■ **Required work**:
Echo the listing below line for line, changing nothing.

(Excerpts from a point labeling dataset)
_ _ _ _ _

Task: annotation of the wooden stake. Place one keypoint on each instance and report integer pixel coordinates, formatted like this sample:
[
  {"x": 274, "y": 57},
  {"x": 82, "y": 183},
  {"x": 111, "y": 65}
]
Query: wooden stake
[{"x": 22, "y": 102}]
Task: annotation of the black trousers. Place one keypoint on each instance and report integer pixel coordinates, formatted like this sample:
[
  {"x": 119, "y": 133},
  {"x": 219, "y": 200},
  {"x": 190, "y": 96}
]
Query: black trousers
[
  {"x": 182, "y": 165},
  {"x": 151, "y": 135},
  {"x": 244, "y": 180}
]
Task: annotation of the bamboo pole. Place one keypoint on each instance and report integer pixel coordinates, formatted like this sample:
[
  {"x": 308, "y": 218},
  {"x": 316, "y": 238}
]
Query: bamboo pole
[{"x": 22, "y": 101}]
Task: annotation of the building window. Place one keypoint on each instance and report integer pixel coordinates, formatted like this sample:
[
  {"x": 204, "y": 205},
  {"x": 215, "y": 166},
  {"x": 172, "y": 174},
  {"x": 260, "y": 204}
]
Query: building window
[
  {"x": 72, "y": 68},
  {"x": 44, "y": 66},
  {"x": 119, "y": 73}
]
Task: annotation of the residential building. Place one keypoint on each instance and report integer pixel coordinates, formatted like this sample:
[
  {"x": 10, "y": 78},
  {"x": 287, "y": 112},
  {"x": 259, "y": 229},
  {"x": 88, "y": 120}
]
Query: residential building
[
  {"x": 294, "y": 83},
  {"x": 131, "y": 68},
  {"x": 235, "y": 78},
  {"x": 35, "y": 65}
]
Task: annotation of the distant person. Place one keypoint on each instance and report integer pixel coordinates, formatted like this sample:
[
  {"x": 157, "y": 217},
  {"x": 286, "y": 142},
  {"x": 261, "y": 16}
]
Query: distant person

_ _ _ _ _

■ **Exercise response**:
Task: annotation of the wooden stake. Place one keypoint on each instance and report integer pixel coordinates, formatted like this sample:
[
  {"x": 274, "y": 57},
  {"x": 82, "y": 183},
  {"x": 111, "y": 65}
]
Query: wooden stake
[{"x": 22, "y": 102}]
Task: annotation of the black trousers. Place one keypoint on each instance and report integer pixel coordinates, formatted like this sample:
[
  {"x": 119, "y": 133},
  {"x": 219, "y": 200},
  {"x": 190, "y": 96}
]
Query: black trousers
[
  {"x": 182, "y": 165},
  {"x": 151, "y": 135},
  {"x": 244, "y": 180}
]
Task: annotation of the bamboo pole. Place one keypoint on each instance and report integer pixel coordinates, formatted like this sample:
[
  {"x": 308, "y": 218},
  {"x": 316, "y": 238}
]
Query: bamboo pole
[{"x": 22, "y": 101}]
Task: annotation of the building window. Place one keypoint on each instance and report integer pixel coordinates, formatted like this sample:
[
  {"x": 204, "y": 205},
  {"x": 215, "y": 166},
  {"x": 172, "y": 174},
  {"x": 260, "y": 204}
]
Query: building window
[
  {"x": 72, "y": 68},
  {"x": 44, "y": 66},
  {"x": 119, "y": 73}
]
Task: annotation of the residential building. Place one keypoint on each instance and report integer pixel coordinates, formatted like this sample:
[
  {"x": 10, "y": 78},
  {"x": 287, "y": 112},
  {"x": 259, "y": 229},
  {"x": 88, "y": 120}
]
Query: residential building
[
  {"x": 294, "y": 83},
  {"x": 131, "y": 68},
  {"x": 235, "y": 78},
  {"x": 35, "y": 65}
]
Task: annotation of the distant person. Place one keypoint on each instance and report integer pixel coordinates, formatted like this sample:
[
  {"x": 157, "y": 217},
  {"x": 286, "y": 142},
  {"x": 261, "y": 16}
]
Query: distant person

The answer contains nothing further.